▶ **Page extract**:
========

John Gianvito is an independent film director based in Boston, Massachusetts, where he is also Associate Professor in the Department of Visual and Media Arts at Emerson College. In addition, he has taught at numerous major universities in the Boston area and at the Rhode Island School of Design. In New York, he has served as Guest Curator, member of the Advisory Committee, and currently on the Board of Directors for the Robert Flaherty International Film Seminar. His extensive curatorial work also includes a five-year appointment as film programmer at the Harvard Film Archive. His essays have appeared widely in film journals and museum catalogues, and he edited a volume of interviews with Andrei Tarkovsky. The year 2008 saw two Gianvito retrospectives: at the Viennale Film Festival in Austria and the I Mille Occhi Festival in Trieste, Italy. Gianvito has made numerous short films, for example the 2002 Puncture Wounds (September 11th) in response to the 2001 terrorist attack on New York City. In recent years, he has devoted himself to three major feature projects:

Gianvito's 2001 feature, The Mad Songs of Fernanda Hussein (168 minutes), offers a dramatic exploration of America during the period of the first Persian Gulf War. The film received many awards, including the Jury Prize at the Buenos Aires International Festival of Independent Cinema and the Rosa Luxemburg Award at the New England Film and Video Festival, "given to the film or video that, through its sympathetic portrayal of grassroots struggle, best embodies the movement toward a more egalitarian society." Critic Jonathan Rosenbaum called the film "a powerful and moving act of bearing witness." 1

Profit Motive and the Whispering Wind (2007, 58 minutes) is a lyrical quest across the American landscape to uncover and document the hidden history—and the forgotten tragedies—of America's progressive past. The film received considerable acclaim, including awards for "Best Experimental Film of the Year" by the National Society of Film Critics (U.S.) and the Grand Prize for Documentary Feature at the Belfort EntreVues Film Festival (France).

========

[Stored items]
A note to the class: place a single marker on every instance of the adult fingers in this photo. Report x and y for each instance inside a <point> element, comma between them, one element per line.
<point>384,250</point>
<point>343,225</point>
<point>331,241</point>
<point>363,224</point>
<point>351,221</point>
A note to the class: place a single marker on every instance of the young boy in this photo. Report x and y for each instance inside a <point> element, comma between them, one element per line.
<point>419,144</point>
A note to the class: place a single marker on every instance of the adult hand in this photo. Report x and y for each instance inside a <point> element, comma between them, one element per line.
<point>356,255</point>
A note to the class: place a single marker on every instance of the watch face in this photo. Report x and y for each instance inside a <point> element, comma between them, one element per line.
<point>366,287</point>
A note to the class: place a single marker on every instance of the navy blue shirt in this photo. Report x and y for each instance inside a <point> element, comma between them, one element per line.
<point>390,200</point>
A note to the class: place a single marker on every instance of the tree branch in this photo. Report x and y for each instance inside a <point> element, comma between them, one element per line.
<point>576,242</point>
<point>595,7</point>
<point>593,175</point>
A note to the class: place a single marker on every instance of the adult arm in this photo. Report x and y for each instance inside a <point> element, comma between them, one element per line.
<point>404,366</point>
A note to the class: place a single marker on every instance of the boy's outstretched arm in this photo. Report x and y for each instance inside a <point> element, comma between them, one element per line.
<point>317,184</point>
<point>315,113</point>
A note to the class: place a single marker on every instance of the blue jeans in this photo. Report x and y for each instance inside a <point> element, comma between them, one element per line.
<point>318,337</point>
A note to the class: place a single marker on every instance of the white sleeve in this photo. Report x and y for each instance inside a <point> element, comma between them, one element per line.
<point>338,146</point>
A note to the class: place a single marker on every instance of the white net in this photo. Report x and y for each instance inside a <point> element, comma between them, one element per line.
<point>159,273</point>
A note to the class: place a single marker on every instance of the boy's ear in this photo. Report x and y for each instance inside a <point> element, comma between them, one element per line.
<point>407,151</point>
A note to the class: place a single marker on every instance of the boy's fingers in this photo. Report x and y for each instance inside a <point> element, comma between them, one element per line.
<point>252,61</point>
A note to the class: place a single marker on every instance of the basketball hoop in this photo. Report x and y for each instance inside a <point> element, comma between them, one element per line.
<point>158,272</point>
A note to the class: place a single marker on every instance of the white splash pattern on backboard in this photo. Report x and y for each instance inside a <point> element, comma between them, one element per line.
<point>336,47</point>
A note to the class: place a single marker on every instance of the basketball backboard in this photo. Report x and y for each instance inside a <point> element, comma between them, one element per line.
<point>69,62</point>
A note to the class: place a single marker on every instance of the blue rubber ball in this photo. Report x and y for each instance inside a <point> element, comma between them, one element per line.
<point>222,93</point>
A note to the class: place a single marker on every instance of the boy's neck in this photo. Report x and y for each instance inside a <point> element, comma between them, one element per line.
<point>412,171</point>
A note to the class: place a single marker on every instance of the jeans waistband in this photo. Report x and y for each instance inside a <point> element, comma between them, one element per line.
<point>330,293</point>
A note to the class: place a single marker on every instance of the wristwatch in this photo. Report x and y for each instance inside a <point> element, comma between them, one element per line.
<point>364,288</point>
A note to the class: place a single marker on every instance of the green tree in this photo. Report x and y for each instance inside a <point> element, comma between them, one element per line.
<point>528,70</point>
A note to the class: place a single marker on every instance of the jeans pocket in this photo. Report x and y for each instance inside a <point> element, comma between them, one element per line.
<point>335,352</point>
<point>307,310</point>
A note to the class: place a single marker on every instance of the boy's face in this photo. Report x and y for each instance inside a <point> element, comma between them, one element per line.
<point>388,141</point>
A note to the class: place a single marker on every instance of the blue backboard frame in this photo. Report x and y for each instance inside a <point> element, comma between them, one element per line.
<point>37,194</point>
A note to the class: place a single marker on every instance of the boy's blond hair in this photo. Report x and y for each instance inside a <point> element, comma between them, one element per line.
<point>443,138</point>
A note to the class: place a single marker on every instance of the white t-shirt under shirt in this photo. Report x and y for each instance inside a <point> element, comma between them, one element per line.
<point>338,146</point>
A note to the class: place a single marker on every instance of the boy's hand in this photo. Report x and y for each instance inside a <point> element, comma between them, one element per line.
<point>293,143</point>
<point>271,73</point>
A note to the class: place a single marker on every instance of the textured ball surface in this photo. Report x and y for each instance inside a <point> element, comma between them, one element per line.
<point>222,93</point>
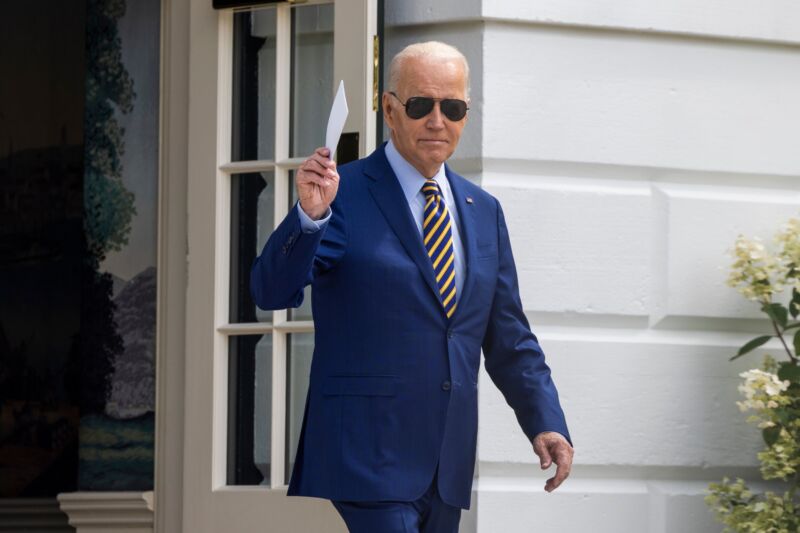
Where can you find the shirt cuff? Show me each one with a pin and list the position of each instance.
(310, 225)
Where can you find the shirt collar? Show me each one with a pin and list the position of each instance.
(409, 177)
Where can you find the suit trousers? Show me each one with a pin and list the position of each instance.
(426, 514)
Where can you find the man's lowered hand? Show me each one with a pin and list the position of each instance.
(552, 447)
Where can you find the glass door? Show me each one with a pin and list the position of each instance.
(276, 68)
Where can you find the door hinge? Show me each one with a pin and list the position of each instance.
(376, 61)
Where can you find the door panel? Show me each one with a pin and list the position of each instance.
(261, 83)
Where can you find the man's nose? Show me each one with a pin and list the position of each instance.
(435, 118)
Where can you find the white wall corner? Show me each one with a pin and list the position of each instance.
(109, 512)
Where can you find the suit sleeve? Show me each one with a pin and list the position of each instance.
(291, 259)
(513, 358)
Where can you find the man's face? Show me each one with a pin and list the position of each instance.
(428, 141)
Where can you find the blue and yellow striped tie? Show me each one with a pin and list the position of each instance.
(438, 238)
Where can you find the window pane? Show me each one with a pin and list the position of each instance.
(253, 135)
(252, 221)
(298, 365)
(249, 409)
(312, 76)
(304, 311)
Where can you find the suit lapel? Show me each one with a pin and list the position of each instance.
(388, 194)
(466, 216)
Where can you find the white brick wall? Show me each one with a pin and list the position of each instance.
(629, 143)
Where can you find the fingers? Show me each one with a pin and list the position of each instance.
(317, 165)
(553, 447)
(563, 459)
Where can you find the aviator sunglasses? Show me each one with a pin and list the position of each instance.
(419, 106)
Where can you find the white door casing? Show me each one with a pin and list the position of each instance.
(210, 504)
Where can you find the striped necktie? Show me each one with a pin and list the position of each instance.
(437, 236)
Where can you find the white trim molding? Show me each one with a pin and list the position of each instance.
(109, 512)
(32, 515)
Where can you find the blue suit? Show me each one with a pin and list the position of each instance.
(393, 388)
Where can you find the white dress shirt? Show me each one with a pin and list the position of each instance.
(411, 181)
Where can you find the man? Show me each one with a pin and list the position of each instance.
(412, 274)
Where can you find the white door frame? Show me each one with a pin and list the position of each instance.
(208, 504)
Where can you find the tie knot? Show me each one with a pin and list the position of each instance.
(431, 188)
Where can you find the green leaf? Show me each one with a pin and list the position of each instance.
(777, 312)
(783, 415)
(752, 345)
(789, 371)
(797, 343)
(771, 435)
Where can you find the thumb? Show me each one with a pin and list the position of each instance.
(544, 456)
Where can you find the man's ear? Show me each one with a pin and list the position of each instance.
(386, 104)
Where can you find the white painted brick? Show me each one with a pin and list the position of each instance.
(590, 508)
(580, 250)
(770, 20)
(604, 97)
(631, 401)
(701, 228)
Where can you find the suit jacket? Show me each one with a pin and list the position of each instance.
(393, 388)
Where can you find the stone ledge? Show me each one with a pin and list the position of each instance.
(109, 512)
(32, 515)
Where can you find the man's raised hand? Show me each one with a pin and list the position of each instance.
(552, 447)
(317, 182)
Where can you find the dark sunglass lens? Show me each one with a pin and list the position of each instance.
(454, 109)
(418, 106)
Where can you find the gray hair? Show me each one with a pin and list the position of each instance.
(431, 50)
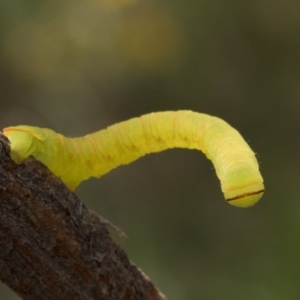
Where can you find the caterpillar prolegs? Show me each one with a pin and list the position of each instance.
(76, 159)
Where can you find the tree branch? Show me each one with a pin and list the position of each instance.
(53, 247)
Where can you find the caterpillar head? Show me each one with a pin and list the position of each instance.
(24, 141)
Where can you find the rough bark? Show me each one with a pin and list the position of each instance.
(53, 247)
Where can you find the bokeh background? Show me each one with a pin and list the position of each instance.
(79, 66)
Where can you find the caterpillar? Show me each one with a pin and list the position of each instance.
(76, 159)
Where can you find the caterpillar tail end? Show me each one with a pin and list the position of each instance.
(246, 198)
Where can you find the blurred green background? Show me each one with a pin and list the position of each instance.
(79, 66)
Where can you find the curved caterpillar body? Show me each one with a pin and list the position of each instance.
(77, 159)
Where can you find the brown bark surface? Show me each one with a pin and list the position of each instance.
(53, 247)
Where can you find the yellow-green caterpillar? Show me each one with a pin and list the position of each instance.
(76, 159)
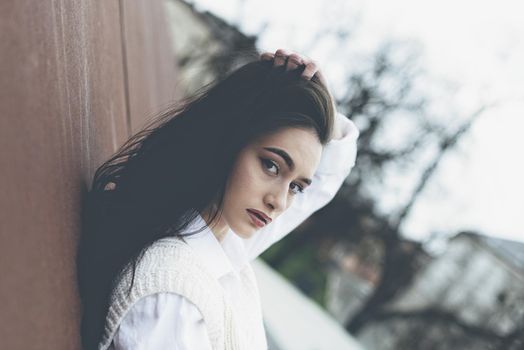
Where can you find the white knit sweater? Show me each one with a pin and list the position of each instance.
(170, 265)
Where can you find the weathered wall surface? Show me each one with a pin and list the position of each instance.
(77, 78)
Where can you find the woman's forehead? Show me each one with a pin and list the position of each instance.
(301, 145)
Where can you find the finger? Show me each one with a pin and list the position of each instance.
(268, 56)
(293, 61)
(310, 70)
(280, 57)
(321, 77)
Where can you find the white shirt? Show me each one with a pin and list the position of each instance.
(170, 321)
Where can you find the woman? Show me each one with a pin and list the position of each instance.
(173, 220)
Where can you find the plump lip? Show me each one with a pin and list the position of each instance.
(266, 218)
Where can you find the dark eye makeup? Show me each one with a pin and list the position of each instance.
(268, 163)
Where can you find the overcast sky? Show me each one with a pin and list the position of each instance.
(475, 45)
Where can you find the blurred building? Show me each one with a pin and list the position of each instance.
(471, 296)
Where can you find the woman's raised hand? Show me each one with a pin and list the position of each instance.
(293, 60)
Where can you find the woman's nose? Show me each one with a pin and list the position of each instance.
(277, 199)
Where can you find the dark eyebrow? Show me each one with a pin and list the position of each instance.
(288, 160)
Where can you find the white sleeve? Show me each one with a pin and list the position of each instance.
(337, 160)
(162, 321)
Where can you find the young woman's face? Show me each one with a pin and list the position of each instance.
(263, 180)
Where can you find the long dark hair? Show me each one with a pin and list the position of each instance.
(165, 175)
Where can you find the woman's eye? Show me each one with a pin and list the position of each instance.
(268, 164)
(300, 188)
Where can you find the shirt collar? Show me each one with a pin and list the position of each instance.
(221, 258)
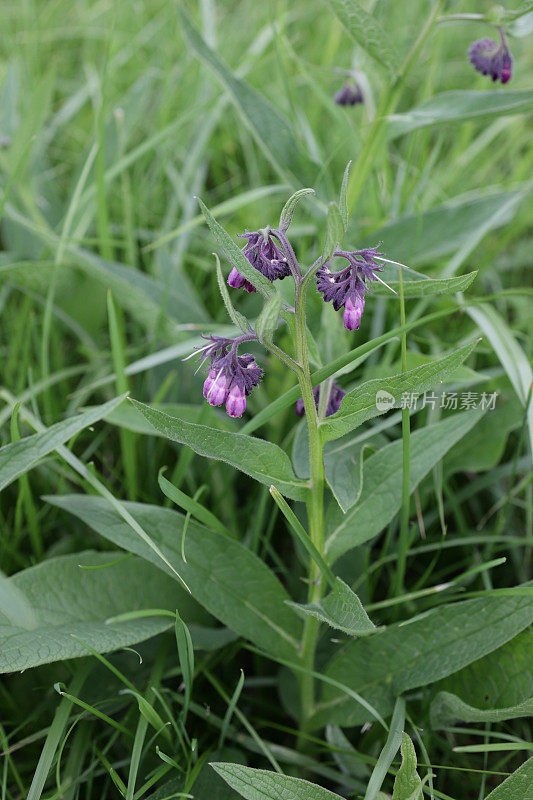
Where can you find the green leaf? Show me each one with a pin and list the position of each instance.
(268, 126)
(261, 784)
(427, 287)
(235, 255)
(236, 317)
(343, 197)
(263, 461)
(223, 576)
(340, 609)
(425, 650)
(458, 106)
(378, 396)
(511, 355)
(381, 496)
(268, 319)
(365, 30)
(518, 786)
(407, 784)
(494, 688)
(389, 751)
(67, 601)
(288, 209)
(19, 457)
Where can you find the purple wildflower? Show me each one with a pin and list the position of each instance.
(491, 58)
(349, 95)
(264, 255)
(231, 377)
(347, 287)
(334, 403)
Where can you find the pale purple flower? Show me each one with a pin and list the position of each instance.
(347, 287)
(492, 58)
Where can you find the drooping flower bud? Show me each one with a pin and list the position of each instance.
(491, 58)
(349, 95)
(347, 288)
(236, 400)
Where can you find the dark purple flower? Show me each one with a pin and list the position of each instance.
(334, 403)
(491, 58)
(264, 255)
(231, 377)
(347, 287)
(349, 95)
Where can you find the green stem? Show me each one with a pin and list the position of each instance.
(315, 513)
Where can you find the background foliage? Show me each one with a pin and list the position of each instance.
(113, 118)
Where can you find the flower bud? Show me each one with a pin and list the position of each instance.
(217, 392)
(353, 311)
(236, 401)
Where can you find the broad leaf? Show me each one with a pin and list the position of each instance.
(226, 578)
(518, 786)
(19, 457)
(264, 461)
(340, 609)
(407, 784)
(378, 396)
(260, 784)
(497, 687)
(381, 496)
(457, 106)
(365, 30)
(424, 650)
(268, 126)
(66, 600)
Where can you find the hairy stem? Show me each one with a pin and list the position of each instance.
(315, 513)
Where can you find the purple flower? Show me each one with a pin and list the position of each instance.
(491, 58)
(349, 95)
(264, 255)
(347, 287)
(231, 377)
(334, 403)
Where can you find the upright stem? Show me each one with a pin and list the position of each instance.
(315, 511)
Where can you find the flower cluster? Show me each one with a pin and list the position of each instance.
(349, 95)
(347, 287)
(231, 377)
(264, 255)
(334, 402)
(491, 58)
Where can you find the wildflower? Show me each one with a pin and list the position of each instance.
(231, 377)
(349, 95)
(264, 255)
(491, 58)
(347, 287)
(334, 403)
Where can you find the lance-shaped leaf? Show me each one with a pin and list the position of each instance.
(340, 609)
(288, 209)
(365, 30)
(263, 461)
(268, 319)
(223, 576)
(378, 396)
(261, 784)
(425, 649)
(268, 126)
(70, 598)
(460, 105)
(19, 457)
(381, 495)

========

▶ **Aim of the task**: Carry on the profile of the filmmaker John Gianvito from the point at which it stops.

▶ **Answer to this task**:
Gianvito recently completed Vapor Trail (Clark), the first half (at 268 minutes) of a two-part documentary essay exposing the plight of the thousands of people living within the vicinity of the still toxic environs of two former U.S. military bases in the Philippines. This first part, focusing on the Clark Air Base, was an official selection at over a dozen film festivals and was listed among the top ten films of 2010 by Film Comment and Sight and Sound. [End Page 3] Expected to reach approximately the same length, the project's second half, entitled Wake (Subic), is still in editing. It documents the distinct, though related, health and environmental devastation around the U.S. Naval Base at Subic Bay.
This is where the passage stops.